_Work instruction_: Working through the lines below, return each one that holds "leaf".

##########

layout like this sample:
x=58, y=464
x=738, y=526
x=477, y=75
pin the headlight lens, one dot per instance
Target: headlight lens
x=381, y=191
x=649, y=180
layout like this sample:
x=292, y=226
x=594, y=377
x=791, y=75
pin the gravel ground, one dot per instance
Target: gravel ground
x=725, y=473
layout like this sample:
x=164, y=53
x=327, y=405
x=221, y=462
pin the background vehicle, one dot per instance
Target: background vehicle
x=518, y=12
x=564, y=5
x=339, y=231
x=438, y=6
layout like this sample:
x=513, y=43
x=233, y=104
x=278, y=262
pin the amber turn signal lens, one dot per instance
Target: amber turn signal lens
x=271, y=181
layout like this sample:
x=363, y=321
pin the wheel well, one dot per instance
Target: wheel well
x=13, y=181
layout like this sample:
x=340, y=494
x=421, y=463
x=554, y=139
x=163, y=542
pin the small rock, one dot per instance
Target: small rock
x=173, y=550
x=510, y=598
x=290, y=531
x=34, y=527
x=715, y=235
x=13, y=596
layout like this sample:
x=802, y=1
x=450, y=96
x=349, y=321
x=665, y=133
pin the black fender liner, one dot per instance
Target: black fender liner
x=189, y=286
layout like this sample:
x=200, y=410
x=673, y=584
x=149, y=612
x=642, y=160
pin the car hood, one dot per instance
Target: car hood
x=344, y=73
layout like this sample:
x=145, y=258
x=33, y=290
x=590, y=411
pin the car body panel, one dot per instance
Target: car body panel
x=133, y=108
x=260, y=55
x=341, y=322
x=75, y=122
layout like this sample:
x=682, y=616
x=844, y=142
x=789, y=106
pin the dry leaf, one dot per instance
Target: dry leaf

##########

_Output below_:
pin the dry leaf, one dot per instance
Target: dry leaf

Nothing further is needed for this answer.